▶ **Directions for this task**
Reproduce the material from its first line down to the line containing "448 630 505 693", both ends included. Shift every bounding box coordinate given as an answer by -92, and leave all other text, including the coordinate format sample, unchanged.

▶ **Raw records**
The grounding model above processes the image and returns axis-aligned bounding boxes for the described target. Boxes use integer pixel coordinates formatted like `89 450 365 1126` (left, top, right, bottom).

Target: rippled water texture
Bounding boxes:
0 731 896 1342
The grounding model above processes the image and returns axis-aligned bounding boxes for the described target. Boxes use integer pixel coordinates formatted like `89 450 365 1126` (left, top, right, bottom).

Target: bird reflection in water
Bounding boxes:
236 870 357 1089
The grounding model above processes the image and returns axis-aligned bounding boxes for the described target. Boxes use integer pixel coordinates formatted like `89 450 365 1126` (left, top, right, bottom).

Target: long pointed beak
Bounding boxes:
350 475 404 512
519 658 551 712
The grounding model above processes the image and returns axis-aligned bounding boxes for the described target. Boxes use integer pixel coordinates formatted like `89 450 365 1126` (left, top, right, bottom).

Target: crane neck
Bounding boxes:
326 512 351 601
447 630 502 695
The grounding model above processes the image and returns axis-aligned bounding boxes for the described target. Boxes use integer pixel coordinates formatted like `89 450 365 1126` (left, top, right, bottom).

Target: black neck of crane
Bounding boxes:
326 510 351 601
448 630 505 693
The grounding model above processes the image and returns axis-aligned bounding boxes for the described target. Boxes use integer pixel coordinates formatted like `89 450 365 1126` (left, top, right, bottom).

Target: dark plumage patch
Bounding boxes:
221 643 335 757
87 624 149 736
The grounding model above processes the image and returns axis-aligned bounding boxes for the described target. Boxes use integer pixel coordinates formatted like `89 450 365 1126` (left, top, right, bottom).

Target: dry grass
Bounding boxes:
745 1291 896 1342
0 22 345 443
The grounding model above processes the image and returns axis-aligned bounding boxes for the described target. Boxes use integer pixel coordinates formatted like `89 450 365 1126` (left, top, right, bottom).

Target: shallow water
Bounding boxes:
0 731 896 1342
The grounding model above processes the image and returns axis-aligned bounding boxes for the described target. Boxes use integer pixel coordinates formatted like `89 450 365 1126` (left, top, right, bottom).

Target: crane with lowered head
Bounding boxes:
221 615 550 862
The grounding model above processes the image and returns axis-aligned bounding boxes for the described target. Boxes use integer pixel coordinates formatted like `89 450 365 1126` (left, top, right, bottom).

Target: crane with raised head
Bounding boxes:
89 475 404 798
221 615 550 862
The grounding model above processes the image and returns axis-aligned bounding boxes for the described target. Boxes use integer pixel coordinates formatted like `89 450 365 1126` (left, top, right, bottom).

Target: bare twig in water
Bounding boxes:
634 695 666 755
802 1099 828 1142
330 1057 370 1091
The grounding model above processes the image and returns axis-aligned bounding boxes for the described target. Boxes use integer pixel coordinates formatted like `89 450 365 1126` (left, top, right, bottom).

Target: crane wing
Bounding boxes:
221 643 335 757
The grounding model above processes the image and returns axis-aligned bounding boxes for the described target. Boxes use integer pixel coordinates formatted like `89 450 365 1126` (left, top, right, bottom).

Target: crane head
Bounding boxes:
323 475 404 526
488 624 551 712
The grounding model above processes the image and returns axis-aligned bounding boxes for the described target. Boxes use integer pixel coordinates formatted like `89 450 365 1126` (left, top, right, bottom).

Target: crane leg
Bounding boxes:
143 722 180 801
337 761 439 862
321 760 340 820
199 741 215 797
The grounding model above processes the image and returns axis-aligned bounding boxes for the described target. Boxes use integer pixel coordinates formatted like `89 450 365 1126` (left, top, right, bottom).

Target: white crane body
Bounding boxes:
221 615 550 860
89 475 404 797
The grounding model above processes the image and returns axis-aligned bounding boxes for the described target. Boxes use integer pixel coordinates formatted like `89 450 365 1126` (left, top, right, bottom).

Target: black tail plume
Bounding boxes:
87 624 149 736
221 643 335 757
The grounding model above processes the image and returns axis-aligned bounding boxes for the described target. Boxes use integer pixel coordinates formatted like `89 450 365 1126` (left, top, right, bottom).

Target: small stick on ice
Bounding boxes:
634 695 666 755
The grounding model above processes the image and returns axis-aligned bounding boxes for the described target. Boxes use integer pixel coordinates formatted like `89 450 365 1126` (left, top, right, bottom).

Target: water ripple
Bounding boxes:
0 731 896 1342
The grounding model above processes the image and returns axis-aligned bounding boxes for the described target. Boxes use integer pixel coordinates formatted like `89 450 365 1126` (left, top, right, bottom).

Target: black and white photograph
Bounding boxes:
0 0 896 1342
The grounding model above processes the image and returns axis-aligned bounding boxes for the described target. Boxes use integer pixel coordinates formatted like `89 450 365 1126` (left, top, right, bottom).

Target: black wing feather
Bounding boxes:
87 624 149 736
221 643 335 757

▶ **Exercise answer**
The grounding model above processes the image and returns axis-aligned bounding boxes for the described target. Boxes use integer pixel coordinates formatted like `89 450 365 1126` (left, top, right, bottom).

Target: rippled water texture
Bounding boxes:
-92 639 804 1250
The grounding model above processes the image and returns axis-aligned bounding boxes for the described target. Boxes use integer pixel coordinates formatted like `89 450 365 1126` (left, top, right, bottom).

Target: bird reflection in water
Bounding boxes:
144 778 265 997
The grounding model above processes the image and returns axis-aligned bounding boxes for the described target. Boxes use integer pixel coordinates formatted like `89 450 365 1126` (left, top, right, bottom).

Target: long pointed beak
Bounding boxes:
258 383 312 420
427 566 459 620
The grounding model above processes the image and returns axis-aligned bounding boxes for the described target. Boxes use integer pixel coordinates formatted like `89 450 365 1126` (left, top, right, bottom).

Target: crane neck
Bounding boxes:
234 420 259 509
355 538 410 603
The grounding model above processes the image and returns axis-aligned bounding boxes for the described target. Boxes use integer pixel coordinates formatted like `89 450 365 1126` (left, top, right, bottom).

Target: black neck of crane
Bounding boxes:
234 418 259 509
356 538 413 601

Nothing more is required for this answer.